▶ Stored data entries:
════════════════════

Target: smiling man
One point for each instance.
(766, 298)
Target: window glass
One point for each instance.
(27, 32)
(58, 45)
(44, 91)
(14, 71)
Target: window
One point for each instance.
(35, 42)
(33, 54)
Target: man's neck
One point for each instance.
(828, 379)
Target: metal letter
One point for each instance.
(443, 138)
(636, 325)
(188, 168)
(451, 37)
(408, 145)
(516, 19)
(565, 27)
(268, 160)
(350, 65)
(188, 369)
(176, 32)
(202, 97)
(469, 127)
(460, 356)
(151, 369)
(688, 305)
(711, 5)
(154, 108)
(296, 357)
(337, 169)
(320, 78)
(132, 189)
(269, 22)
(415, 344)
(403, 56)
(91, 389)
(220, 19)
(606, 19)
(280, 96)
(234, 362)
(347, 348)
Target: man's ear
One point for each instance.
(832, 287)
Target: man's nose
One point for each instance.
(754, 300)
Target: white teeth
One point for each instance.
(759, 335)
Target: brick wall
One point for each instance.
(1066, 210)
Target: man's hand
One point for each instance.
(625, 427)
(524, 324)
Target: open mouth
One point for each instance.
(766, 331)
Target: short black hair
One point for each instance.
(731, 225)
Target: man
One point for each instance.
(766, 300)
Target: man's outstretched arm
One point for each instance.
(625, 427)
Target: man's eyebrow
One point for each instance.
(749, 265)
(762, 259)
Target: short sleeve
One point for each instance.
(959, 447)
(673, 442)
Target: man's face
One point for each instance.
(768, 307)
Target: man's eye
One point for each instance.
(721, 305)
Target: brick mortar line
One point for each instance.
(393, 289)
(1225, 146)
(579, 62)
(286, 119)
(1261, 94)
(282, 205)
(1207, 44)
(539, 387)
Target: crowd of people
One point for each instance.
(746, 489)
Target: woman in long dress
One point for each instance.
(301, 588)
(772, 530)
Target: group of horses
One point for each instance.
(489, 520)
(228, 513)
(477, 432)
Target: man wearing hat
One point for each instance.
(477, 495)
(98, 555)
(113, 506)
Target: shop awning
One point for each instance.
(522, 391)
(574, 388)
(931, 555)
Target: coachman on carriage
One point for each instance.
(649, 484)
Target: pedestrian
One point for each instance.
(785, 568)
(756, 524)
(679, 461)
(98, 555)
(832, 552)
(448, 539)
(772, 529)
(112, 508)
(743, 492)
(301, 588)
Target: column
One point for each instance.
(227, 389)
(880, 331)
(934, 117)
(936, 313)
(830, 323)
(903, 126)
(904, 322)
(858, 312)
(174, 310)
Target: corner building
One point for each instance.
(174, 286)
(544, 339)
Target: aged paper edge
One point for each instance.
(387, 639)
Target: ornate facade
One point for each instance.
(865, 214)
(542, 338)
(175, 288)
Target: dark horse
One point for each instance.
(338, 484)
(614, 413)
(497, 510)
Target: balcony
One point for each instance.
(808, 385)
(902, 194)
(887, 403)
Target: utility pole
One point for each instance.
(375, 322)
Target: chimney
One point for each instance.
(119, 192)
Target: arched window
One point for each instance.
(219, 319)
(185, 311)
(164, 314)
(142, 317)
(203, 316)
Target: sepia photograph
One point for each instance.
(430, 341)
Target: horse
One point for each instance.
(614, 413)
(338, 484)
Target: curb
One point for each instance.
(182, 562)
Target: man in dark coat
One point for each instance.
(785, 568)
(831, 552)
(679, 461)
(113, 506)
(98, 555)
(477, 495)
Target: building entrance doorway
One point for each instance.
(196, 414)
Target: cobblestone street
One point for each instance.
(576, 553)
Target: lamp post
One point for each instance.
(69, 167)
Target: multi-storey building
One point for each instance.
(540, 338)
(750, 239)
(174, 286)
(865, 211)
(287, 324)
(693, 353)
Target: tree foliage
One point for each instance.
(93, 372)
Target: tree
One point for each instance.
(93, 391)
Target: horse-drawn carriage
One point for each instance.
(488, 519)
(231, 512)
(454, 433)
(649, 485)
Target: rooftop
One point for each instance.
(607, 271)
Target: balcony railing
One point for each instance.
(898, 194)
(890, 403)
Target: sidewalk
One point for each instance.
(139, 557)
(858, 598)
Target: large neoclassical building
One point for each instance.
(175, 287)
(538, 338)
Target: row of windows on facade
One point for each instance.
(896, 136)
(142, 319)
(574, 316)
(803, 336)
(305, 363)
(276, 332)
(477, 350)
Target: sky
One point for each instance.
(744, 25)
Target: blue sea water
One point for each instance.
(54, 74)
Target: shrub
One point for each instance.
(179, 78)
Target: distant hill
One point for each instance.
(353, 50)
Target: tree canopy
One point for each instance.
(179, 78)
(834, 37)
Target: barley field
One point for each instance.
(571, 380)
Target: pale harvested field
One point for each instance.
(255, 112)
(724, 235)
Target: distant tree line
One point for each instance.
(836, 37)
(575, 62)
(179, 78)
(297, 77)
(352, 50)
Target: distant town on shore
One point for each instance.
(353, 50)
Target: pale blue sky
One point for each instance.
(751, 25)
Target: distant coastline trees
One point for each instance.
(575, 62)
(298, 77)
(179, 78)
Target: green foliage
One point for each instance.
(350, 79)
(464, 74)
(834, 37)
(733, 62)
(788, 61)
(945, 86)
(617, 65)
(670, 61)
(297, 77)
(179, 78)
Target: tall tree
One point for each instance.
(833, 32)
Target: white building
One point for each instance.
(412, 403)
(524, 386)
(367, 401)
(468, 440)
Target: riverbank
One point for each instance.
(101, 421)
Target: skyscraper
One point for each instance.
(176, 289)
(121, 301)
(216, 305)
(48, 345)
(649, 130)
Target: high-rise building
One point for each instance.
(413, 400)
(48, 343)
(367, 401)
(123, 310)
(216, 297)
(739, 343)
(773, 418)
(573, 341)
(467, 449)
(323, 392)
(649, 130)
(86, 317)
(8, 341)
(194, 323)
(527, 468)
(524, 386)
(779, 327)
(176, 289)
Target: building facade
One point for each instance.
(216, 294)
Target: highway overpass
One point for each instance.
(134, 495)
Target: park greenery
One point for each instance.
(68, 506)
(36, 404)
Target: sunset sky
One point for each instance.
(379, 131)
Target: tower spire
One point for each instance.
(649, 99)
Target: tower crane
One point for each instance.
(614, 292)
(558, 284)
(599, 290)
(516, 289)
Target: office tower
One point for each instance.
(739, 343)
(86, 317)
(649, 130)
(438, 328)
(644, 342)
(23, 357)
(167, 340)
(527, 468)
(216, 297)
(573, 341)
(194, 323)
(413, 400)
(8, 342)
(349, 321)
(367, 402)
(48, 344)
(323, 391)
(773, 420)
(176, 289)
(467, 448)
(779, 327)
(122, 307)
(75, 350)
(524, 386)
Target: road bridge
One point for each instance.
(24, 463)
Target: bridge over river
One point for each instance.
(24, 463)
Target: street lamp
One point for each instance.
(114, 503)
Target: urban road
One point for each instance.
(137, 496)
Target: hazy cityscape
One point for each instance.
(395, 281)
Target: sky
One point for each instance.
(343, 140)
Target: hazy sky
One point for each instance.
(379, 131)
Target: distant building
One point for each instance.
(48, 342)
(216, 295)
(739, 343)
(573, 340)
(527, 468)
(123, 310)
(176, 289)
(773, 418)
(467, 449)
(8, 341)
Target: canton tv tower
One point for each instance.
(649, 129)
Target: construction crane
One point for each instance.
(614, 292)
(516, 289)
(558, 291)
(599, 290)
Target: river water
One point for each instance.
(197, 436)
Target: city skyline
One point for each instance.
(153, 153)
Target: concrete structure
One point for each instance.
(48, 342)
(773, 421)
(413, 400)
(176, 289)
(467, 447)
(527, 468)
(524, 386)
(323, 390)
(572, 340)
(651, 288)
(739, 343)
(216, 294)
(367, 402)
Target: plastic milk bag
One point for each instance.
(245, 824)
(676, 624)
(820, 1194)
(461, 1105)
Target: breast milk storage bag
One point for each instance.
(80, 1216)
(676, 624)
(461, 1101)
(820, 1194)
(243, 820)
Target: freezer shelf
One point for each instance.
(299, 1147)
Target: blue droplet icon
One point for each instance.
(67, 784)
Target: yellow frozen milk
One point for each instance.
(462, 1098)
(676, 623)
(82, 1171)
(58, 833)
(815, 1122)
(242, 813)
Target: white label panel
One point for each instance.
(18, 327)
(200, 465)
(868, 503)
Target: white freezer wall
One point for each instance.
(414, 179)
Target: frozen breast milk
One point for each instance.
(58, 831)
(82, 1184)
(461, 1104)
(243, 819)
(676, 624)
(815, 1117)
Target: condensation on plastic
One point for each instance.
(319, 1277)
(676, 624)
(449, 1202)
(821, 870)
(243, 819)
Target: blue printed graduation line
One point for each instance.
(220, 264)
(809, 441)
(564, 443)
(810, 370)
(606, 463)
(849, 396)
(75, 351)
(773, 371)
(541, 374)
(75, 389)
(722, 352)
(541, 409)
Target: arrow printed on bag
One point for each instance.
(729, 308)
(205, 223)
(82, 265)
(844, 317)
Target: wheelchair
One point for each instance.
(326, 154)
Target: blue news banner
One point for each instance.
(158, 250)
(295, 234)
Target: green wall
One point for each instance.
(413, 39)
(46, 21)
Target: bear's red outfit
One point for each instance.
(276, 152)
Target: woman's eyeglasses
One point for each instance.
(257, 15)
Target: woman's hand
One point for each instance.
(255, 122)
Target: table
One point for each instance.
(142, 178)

════════════════════

▶ WHAT IS EXPECTED:
Output the lines above between the one holding "Target: plastic milk bag" and the one holding "Target: white label panel", inclusive, with nothing before or after them.

▶ SOLUTION FOR THIS TASK:
Target: plastic milk bag
One point for each instance.
(245, 824)
(676, 624)
(820, 1194)
(461, 1105)
Target: breast milk storage bag
One point for each instance.
(80, 1216)
(676, 624)
(461, 1101)
(820, 1194)
(243, 820)
Target: freezer shelf
One point for each instance.
(299, 1147)
Target: blue droplet icon
One point for each instance.
(67, 784)
Target: yellow frozen milk
One point for each instance.
(462, 1098)
(676, 623)
(82, 1171)
(58, 833)
(815, 1122)
(242, 813)
Target: white label panel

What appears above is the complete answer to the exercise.